TASK DIRECTIONS>
The lines wanted run from the first one below through the one with "positive clicks: (457, 258)". Return them exactly.

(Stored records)
Start of Block

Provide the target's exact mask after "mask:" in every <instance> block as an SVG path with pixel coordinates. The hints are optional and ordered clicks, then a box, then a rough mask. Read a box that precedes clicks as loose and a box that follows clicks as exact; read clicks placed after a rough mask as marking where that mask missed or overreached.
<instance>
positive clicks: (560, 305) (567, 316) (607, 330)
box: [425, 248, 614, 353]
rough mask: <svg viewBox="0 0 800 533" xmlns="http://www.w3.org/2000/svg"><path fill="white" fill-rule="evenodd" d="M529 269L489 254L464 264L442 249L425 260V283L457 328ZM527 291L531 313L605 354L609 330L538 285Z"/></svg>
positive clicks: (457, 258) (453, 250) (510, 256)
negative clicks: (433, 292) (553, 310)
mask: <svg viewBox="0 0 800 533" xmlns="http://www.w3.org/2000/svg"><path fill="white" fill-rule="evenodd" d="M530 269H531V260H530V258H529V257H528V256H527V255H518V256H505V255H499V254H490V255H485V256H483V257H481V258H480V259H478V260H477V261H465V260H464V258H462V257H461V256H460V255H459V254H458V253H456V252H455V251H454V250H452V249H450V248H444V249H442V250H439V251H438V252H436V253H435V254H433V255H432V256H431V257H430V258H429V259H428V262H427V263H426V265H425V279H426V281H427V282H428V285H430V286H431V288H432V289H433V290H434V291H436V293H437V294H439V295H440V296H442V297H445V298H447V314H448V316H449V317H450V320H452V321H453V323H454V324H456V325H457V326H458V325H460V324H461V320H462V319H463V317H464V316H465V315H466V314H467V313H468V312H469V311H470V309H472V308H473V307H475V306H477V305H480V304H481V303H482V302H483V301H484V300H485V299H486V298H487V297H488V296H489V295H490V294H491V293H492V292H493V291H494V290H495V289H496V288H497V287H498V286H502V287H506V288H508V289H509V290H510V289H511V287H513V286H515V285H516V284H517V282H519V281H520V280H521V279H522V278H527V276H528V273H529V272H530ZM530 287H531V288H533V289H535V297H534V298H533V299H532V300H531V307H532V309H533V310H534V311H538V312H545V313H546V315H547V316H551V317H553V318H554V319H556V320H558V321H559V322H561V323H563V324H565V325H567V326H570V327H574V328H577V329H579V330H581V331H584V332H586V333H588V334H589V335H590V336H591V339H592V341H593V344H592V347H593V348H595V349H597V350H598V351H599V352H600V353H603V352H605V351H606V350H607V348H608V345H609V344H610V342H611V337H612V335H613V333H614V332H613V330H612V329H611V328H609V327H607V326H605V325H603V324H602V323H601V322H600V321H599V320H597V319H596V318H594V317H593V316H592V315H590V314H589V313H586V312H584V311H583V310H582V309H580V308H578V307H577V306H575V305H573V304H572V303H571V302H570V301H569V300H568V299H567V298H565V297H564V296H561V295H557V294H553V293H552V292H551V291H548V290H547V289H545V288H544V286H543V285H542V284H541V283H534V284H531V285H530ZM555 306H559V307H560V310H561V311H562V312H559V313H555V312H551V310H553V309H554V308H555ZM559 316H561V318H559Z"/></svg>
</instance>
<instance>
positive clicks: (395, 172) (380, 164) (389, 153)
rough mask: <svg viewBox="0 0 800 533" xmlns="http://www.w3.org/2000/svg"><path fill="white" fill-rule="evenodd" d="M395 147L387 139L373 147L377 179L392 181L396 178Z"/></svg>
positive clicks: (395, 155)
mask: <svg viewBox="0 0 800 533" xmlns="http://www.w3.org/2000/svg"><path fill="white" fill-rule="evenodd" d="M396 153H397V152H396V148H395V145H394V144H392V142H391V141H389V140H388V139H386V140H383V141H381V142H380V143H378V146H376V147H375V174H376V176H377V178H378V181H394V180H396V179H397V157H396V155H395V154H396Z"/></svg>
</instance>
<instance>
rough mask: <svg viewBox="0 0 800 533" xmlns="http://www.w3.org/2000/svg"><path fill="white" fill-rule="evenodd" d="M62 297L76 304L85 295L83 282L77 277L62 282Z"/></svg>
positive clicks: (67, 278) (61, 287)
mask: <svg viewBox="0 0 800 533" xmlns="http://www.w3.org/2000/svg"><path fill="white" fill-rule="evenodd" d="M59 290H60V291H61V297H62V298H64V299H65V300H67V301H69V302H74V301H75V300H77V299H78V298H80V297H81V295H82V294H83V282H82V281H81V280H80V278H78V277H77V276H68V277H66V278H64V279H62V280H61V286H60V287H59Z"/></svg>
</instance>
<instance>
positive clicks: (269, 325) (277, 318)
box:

End of Block

SOLUTION FOR THIS TASK>
Provide the target's exact mask after "mask:" in every <instance> block as an SVG path with pixel coordinates. The hints are optional and ordered clicks, then a box, then a rough mask. Read a box that precedes clicks as loose and a box that follows clicks as exact; read clicks placed after a rough mask as marking where that mask missed or overreached.
<instance>
positive clicks: (560, 305) (567, 316) (607, 330)
box: [425, 248, 614, 353]
rough mask: <svg viewBox="0 0 800 533" xmlns="http://www.w3.org/2000/svg"><path fill="white" fill-rule="evenodd" d="M529 269L489 254L464 264L442 249L425 260V283L457 328ZM527 291L531 313L605 354L609 330L538 285Z"/></svg>
positive clicks: (457, 258) (453, 250) (510, 256)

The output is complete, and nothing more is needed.